— Records for processing —
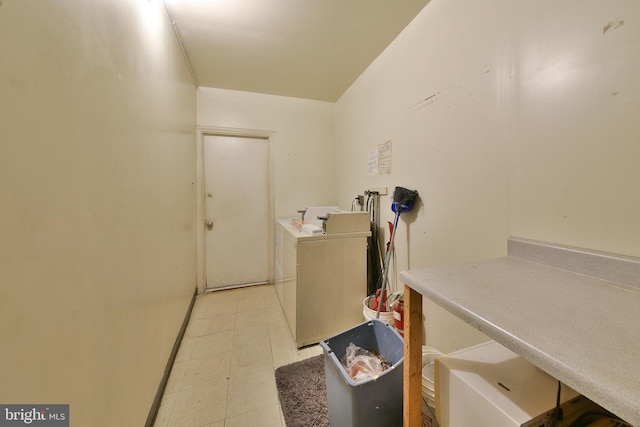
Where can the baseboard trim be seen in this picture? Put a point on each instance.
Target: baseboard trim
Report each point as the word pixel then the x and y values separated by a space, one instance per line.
pixel 155 406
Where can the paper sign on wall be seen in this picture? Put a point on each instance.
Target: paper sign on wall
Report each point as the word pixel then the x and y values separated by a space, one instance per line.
pixel 379 160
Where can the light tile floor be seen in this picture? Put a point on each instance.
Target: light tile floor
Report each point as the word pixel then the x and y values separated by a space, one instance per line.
pixel 223 375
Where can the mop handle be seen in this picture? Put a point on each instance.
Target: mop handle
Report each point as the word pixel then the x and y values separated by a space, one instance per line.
pixel 385 272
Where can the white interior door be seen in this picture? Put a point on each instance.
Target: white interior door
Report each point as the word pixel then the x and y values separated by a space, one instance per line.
pixel 236 193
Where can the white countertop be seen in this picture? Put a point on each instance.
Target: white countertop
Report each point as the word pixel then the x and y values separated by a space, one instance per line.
pixel 582 330
pixel 301 236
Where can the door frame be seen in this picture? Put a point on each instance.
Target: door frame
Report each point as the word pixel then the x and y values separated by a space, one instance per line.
pixel 202 132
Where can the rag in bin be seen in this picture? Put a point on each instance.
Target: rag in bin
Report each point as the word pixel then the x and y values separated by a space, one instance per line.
pixel 370 403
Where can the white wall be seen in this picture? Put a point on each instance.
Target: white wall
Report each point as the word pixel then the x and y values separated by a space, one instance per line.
pixel 575 141
pixel 97 246
pixel 433 93
pixel 508 118
pixel 303 141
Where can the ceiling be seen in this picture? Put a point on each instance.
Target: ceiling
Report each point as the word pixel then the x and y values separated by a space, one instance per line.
pixel 309 49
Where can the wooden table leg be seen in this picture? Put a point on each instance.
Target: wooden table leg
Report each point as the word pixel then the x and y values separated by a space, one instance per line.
pixel 412 358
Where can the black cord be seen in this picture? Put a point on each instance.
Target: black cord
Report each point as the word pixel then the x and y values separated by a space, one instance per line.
pixel 557 413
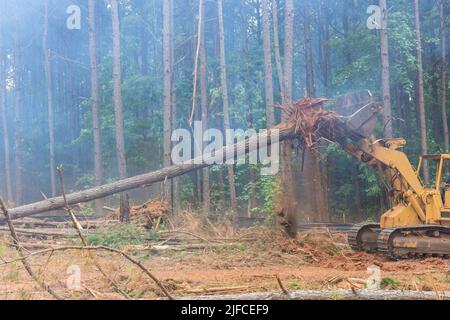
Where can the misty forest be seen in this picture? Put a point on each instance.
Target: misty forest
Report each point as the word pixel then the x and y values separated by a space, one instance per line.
pixel 239 149
pixel 99 86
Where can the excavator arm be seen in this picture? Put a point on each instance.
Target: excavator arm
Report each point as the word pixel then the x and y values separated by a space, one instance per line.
pixel 414 225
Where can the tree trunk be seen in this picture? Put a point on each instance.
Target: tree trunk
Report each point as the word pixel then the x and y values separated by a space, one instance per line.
pixel 50 108
pixel 310 85
pixel 167 108
pixel 117 79
pixel 4 119
pixel 268 74
pixel 17 119
pixel 276 43
pixel 314 163
pixel 146 179
pixel 226 114
pixel 325 45
pixel 444 76
pixel 289 199
pixel 176 201
pixel 95 101
pixel 420 93
pixel 385 77
pixel 206 189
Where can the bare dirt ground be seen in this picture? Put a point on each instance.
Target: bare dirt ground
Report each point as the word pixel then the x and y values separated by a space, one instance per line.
pixel 250 261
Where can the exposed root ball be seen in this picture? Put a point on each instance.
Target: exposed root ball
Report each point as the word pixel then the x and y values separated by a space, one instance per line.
pixel 307 116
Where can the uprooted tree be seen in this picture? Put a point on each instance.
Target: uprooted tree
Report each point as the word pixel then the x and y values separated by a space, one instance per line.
pixel 308 122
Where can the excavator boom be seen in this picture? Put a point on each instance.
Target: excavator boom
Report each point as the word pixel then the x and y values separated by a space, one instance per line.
pixel 418 222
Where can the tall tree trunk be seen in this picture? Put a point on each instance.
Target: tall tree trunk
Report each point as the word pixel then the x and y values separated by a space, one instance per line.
pixel 385 77
pixel 268 74
pixel 276 43
pixel 310 85
pixel 314 164
pixel 444 75
pixel 95 102
pixel 325 17
pixel 17 118
pixel 167 108
pixel 420 92
pixel 289 199
pixel 206 189
pixel 117 79
pixel 50 108
pixel 4 119
pixel 176 201
pixel 226 114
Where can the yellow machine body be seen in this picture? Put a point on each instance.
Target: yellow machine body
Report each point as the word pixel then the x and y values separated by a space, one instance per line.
pixel 412 202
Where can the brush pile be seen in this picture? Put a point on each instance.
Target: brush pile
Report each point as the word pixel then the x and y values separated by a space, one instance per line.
pixel 148 214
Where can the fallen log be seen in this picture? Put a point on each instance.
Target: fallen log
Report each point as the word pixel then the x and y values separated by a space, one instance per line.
pixel 307 121
pixel 42 232
pixel 238 149
pixel 363 294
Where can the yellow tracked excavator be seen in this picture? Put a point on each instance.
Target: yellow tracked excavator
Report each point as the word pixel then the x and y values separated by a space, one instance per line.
pixel 418 222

— Task to carry out —
From the line containing "Where can the exposed" down to the last line, reproduce the records exactly. Include both ends.

— Task output —
Where can the exposed root ball be seen in this picture? Put a point on each instance.
Target: exposed root ball
Report each point as the word pixel then the x and y values separated by a space, one instance per line.
pixel 307 116
Where can the uprooted tree be seen in this picture? Put a point on each instance.
Target: uprooted tree
Report each point as the word pixel then the x and y values separated by a space, one instance per line.
pixel 308 122
Where can the excavator boom be seen in this picture? Put a point on each instance.
Target: excavator boom
Report each point as the word pixel then the x and y values separated by a space, one instance per line.
pixel 418 222
Where can the tall tree trunk be seen in this picture? Put a point on each instance.
Target: tall tree trunk
Report each point as the word pixel then the x and y values separated by a space, one instance per line.
pixel 385 77
pixel 268 74
pixel 276 43
pixel 310 85
pixel 314 164
pixel 444 75
pixel 95 102
pixel 325 17
pixel 17 118
pixel 167 108
pixel 420 92
pixel 289 199
pixel 206 189
pixel 117 79
pixel 50 108
pixel 4 119
pixel 176 201
pixel 226 114
Where can the yellow machine body be seen in this picture? Put a point on each instance.
Target: yellow machine body
Report each point as the word pixel then the x and y values separated by a space, one instance per line.
pixel 412 202
Where can the brush pile be seen in this picture? Put a point on each instance.
Target: brush pile
Report each point as the word pixel then the x and y values separated by a space, one instance per line.
pixel 148 214
Where can the fallen log be seen in this picture? Put a point on each instance.
Target: fallen log
Report each point as the word pixel then the x and y values separated by a space, one instance per line.
pixel 307 121
pixel 42 232
pixel 238 149
pixel 363 294
Where can the yellow tracked excavator be seen in this picture? Put a point on each instance.
Target: yellow tracked excavator
Report each point as the word pixel then the x and y values separated by a space, one instance per line.
pixel 418 222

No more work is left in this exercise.